▶ _DIRECTIVE_
Starting with the line that holds "return mask of **chair backrest**", repeat each line through the last one below, exactly. Pictures stay out.

▶ _DATA SUPPLIED_
** START **

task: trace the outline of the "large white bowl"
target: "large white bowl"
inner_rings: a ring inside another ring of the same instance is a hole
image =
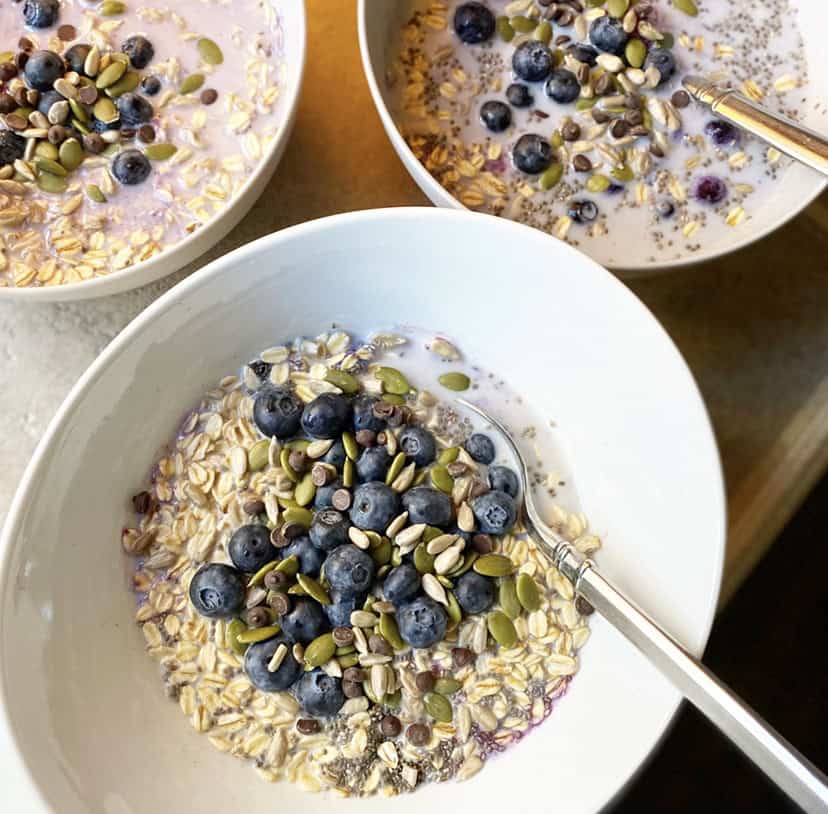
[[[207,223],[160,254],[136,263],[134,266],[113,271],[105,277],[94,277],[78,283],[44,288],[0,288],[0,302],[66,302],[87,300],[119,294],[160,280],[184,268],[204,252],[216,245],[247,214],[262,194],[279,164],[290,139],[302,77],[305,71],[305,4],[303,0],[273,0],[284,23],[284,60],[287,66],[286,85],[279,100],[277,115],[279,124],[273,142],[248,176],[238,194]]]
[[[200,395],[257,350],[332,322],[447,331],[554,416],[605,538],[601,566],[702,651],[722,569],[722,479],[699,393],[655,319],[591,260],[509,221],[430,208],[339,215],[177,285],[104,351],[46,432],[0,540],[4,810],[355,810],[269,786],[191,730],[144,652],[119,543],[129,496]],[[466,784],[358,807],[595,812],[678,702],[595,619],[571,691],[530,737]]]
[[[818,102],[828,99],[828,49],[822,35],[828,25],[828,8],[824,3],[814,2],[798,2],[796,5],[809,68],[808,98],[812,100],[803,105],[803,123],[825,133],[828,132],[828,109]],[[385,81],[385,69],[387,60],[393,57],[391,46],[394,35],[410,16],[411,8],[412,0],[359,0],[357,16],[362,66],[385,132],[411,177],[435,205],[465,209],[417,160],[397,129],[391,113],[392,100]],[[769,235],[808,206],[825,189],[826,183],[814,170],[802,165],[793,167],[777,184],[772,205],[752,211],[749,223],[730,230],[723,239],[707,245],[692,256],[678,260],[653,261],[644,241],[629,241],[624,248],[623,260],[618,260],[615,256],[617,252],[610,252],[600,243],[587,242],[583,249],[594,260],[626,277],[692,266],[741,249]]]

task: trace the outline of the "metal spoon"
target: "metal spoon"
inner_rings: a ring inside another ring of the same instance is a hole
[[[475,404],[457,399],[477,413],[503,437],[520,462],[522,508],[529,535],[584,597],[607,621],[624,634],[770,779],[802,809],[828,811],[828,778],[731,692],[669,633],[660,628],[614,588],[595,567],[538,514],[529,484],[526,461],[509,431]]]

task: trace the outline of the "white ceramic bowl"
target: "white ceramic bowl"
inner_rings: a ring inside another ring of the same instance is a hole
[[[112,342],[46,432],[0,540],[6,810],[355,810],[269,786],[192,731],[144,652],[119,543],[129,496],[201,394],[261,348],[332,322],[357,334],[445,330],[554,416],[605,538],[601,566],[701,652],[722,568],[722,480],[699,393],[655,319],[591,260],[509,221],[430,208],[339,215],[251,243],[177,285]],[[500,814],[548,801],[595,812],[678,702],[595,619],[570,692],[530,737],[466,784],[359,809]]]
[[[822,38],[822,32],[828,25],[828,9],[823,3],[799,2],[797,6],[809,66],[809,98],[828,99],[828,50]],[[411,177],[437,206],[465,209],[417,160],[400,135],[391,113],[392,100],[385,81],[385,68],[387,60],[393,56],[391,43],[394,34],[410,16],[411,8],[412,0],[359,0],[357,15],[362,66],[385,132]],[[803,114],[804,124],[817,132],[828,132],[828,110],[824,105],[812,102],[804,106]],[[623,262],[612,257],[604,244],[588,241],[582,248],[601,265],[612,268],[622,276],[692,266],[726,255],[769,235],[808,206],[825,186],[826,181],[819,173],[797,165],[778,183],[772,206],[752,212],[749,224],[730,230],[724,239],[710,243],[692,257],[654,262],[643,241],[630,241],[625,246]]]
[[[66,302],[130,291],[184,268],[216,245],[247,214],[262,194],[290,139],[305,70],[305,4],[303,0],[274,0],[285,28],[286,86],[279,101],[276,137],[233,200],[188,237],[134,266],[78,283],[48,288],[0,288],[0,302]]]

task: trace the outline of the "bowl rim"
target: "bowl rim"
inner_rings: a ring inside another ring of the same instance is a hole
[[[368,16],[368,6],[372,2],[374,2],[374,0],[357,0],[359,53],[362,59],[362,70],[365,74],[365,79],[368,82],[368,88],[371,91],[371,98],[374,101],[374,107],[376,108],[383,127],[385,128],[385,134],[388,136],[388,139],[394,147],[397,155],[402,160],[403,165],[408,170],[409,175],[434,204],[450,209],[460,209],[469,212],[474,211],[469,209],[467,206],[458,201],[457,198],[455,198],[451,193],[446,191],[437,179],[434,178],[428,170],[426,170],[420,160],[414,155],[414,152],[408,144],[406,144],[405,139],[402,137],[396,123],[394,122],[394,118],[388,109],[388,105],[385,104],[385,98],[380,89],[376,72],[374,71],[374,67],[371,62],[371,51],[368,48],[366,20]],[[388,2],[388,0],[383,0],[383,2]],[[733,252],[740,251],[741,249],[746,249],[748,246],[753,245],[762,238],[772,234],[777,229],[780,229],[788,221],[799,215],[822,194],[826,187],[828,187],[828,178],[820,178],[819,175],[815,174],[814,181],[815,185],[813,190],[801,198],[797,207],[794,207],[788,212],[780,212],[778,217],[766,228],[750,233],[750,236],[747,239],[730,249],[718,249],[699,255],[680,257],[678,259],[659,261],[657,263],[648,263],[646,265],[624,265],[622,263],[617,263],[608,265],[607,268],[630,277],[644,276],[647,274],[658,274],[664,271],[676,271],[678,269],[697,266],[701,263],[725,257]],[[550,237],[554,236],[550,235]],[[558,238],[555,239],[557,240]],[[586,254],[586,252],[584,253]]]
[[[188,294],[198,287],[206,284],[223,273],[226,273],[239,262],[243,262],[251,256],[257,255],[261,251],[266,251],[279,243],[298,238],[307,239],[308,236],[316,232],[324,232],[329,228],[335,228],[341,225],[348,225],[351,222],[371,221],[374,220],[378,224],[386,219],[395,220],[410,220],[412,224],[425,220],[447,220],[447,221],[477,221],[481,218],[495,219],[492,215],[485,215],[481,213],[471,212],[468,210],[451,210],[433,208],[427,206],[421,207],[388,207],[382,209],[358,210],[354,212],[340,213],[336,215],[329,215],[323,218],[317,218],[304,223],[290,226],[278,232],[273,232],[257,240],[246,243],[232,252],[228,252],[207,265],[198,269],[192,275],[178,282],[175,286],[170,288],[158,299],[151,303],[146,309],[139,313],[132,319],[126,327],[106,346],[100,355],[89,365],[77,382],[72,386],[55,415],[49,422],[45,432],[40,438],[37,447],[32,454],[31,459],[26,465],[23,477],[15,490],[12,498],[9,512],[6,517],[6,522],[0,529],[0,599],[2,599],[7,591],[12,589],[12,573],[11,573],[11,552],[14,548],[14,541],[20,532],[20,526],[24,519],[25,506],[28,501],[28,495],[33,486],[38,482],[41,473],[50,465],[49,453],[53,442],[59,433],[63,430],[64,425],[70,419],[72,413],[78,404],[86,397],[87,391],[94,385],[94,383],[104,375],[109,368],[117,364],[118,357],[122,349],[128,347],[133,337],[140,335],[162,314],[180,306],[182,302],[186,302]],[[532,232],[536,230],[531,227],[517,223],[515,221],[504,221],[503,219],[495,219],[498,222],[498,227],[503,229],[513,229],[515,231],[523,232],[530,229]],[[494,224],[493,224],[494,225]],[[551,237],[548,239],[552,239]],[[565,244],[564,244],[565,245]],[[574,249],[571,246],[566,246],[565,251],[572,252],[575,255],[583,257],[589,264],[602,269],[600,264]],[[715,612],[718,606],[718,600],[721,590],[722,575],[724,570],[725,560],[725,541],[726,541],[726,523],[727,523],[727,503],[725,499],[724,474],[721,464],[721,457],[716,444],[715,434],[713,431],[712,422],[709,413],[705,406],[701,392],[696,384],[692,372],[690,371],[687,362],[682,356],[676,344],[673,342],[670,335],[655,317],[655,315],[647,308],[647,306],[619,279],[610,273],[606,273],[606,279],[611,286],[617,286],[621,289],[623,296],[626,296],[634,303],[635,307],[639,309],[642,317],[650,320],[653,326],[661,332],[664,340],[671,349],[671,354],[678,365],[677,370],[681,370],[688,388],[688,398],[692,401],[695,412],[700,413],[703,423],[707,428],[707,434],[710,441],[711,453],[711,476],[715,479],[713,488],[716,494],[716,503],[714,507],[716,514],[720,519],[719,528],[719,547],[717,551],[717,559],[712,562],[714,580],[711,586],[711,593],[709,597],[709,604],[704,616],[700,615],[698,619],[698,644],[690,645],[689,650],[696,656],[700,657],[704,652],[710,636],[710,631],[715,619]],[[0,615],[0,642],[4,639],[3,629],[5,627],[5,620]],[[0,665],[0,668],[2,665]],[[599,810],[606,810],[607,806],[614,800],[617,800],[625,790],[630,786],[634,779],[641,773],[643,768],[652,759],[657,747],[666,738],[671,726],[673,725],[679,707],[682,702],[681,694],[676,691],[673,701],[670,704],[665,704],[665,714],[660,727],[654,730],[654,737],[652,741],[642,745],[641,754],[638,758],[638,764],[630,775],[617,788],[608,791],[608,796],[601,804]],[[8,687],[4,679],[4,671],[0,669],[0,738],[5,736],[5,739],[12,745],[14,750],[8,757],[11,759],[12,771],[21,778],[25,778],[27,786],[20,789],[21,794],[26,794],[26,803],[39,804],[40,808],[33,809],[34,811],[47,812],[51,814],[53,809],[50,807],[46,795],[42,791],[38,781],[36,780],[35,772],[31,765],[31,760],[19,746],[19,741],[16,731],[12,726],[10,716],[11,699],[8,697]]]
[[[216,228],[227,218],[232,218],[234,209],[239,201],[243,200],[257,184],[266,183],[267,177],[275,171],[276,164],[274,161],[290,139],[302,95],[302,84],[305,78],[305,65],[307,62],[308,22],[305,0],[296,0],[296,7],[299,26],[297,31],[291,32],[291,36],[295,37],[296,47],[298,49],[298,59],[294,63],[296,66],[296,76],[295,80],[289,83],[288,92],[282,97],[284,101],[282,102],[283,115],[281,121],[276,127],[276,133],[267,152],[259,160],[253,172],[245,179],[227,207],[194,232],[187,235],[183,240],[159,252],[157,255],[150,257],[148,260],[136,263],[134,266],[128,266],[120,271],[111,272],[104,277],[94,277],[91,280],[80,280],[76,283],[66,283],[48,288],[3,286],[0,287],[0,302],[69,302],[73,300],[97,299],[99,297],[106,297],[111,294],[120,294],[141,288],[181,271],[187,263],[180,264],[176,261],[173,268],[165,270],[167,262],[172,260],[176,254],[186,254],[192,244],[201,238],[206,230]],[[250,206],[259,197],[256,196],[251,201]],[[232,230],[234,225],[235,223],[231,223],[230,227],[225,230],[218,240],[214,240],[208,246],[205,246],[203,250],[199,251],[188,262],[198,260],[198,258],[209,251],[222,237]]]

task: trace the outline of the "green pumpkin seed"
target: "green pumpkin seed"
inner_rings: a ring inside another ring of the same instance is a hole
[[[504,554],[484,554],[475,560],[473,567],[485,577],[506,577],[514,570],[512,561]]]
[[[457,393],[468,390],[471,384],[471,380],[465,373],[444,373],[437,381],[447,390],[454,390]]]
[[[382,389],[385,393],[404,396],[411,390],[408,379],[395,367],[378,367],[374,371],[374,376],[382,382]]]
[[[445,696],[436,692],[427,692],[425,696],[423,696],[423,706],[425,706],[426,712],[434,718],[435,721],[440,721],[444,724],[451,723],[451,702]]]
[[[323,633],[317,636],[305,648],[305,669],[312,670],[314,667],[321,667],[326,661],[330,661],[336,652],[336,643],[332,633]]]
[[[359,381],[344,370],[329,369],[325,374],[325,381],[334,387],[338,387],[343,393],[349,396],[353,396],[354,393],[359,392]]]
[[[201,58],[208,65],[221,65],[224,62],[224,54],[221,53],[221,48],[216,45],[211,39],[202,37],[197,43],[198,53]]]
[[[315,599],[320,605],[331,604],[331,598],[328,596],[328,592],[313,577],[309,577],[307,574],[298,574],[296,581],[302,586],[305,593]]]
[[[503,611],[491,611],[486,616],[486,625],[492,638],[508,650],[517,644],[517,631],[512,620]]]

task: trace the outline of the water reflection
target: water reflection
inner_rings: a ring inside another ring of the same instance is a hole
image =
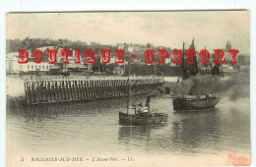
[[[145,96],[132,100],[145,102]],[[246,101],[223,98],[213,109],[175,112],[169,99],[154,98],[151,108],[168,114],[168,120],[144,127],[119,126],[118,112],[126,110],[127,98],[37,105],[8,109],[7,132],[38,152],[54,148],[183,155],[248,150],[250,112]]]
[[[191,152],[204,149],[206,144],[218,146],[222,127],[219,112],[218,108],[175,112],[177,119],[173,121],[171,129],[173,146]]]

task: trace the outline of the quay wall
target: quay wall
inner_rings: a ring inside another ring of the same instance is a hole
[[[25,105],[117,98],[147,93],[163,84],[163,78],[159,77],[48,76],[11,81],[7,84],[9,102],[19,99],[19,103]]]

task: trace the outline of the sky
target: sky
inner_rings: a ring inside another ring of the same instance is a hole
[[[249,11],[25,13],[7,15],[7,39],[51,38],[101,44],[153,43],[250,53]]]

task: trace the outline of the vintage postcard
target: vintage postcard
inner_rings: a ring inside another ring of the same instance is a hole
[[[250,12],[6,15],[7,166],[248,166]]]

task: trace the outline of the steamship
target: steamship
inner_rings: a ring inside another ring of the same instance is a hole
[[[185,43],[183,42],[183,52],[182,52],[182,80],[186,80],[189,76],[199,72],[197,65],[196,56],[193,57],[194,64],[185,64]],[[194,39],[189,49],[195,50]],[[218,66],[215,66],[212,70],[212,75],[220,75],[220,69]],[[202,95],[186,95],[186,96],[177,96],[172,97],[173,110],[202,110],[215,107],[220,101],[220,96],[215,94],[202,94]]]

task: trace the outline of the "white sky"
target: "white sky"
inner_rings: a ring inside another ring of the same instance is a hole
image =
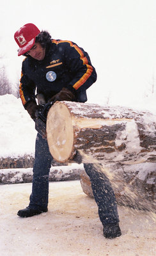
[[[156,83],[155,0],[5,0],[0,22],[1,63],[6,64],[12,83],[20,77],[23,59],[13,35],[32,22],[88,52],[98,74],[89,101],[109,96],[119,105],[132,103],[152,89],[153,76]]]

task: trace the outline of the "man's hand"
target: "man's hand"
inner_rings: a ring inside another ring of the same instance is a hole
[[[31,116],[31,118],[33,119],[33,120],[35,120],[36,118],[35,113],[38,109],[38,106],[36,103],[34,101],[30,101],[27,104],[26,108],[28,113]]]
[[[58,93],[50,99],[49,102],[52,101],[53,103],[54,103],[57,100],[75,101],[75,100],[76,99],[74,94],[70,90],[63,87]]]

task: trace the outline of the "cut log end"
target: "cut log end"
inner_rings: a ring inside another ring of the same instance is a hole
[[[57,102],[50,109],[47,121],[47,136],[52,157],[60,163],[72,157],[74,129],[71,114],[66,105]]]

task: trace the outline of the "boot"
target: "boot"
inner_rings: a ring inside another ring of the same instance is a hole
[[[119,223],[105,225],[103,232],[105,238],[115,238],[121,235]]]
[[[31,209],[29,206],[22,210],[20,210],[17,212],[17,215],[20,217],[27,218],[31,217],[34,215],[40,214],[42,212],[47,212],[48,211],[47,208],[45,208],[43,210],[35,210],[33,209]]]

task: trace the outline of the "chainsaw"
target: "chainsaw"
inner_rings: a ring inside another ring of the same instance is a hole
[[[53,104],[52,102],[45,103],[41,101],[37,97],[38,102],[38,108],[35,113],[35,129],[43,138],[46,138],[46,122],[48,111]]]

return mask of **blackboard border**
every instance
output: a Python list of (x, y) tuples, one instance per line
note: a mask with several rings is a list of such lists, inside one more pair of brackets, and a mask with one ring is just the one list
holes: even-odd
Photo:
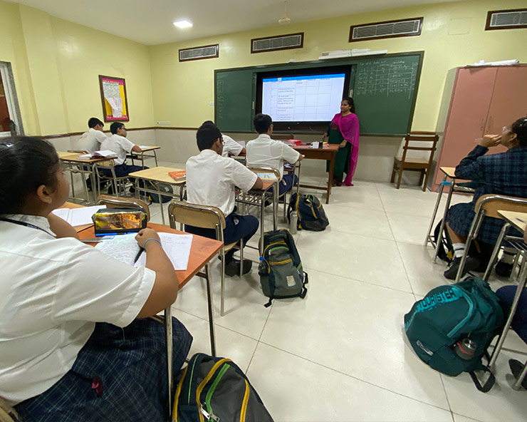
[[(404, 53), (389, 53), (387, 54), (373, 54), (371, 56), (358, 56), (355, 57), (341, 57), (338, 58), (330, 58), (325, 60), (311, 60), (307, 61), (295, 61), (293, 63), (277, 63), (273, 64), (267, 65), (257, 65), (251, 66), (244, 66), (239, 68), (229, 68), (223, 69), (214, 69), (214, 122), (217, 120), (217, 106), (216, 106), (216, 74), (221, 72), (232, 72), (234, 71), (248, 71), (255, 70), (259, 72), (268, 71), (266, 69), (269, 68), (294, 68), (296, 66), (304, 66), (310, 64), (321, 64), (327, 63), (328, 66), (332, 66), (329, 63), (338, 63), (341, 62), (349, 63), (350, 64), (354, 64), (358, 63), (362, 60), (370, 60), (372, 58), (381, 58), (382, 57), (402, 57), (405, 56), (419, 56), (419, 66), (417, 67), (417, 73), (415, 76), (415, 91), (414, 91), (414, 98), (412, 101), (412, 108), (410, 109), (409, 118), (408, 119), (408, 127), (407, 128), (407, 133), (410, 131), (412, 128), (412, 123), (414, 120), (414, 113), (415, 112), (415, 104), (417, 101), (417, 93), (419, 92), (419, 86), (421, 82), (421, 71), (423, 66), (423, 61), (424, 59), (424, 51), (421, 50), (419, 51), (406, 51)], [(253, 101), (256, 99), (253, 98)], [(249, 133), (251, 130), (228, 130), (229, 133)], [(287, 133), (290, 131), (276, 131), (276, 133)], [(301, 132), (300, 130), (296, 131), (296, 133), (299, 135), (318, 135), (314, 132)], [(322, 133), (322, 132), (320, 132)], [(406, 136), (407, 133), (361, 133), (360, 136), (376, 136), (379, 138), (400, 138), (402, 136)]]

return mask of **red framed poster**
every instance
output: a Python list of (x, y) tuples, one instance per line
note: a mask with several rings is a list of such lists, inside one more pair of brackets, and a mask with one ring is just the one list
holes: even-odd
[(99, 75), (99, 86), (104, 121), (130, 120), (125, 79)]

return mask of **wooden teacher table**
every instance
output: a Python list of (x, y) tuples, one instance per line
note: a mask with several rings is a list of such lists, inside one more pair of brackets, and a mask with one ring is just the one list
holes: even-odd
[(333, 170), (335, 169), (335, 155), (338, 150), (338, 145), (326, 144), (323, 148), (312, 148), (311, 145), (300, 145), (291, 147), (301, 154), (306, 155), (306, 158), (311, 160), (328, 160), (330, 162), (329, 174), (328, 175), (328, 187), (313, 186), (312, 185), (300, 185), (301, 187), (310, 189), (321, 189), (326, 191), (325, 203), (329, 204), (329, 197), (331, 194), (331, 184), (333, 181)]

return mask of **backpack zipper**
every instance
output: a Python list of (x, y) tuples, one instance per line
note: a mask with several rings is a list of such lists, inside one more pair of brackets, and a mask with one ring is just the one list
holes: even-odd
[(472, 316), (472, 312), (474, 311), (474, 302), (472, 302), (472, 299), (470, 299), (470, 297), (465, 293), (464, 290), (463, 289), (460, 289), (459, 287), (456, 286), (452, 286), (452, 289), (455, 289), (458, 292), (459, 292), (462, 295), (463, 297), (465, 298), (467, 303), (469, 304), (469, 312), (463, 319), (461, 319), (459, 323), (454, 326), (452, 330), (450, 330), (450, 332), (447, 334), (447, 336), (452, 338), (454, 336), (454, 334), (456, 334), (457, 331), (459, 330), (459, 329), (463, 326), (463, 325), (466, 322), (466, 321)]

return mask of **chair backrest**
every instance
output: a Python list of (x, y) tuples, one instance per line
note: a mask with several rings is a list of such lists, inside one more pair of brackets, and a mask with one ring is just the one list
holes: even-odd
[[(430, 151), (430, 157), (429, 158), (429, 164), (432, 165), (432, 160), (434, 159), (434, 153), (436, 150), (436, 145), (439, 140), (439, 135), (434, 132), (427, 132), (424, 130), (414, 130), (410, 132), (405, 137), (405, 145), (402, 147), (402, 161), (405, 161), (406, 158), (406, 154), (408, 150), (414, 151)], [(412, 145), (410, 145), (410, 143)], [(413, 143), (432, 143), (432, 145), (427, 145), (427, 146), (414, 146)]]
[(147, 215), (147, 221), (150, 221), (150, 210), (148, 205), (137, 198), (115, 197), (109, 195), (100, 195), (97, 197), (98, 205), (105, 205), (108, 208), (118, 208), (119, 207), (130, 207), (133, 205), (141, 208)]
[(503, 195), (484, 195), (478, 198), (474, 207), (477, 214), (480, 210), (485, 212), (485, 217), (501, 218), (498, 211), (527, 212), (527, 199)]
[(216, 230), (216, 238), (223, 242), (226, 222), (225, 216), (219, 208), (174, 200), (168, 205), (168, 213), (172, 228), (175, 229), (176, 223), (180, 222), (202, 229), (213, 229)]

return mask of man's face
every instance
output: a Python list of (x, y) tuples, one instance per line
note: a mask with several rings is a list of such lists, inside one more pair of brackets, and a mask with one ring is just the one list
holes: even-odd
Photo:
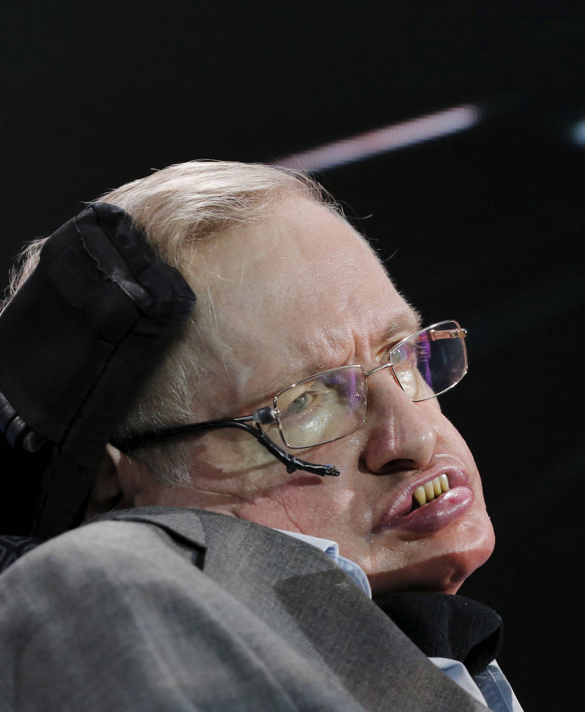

** END **

▶ _REPLY_
return mask of **chair backrest**
every instance
output: a Python list of (x, y) tuples, one instance per line
note: a mask with several rings is a list of such lists, inside one more pair of brackets, and a mask with one ring is just the one list
holes: even-odd
[[(430, 151), (430, 157), (429, 158), (429, 164), (432, 165), (432, 160), (434, 159), (434, 153), (436, 150), (436, 145), (439, 140), (439, 135), (434, 132), (427, 132), (424, 130), (414, 130), (410, 132), (405, 137), (405, 145), (402, 147), (402, 161), (405, 161), (406, 158), (406, 154), (408, 150), (414, 151)], [(412, 145), (410, 145), (410, 143)], [(413, 143), (432, 143), (432, 145), (427, 145), (427, 146), (414, 146)]]
[(147, 215), (147, 221), (150, 221), (150, 210), (148, 205), (137, 198), (115, 197), (109, 195), (100, 195), (97, 197), (98, 205), (105, 205), (108, 208), (118, 208), (119, 207), (130, 207), (133, 205), (141, 208)]
[(503, 195), (484, 195), (478, 198), (474, 207), (477, 214), (480, 210), (485, 212), (485, 217), (501, 218), (498, 211), (527, 212), (527, 199)]
[(216, 230), (216, 238), (223, 242), (226, 222), (225, 216), (219, 208), (174, 200), (168, 205), (168, 213), (172, 228), (175, 229), (176, 223), (180, 222), (202, 229), (213, 229)]

return mask of man's face
every instance
output: a Python list of (x, y) tuples, one instance per line
note: a mask with several rings is a list of such lists, inside one more pair of brackets, and a mask with one ring is just the one list
holes: even-odd
Photo:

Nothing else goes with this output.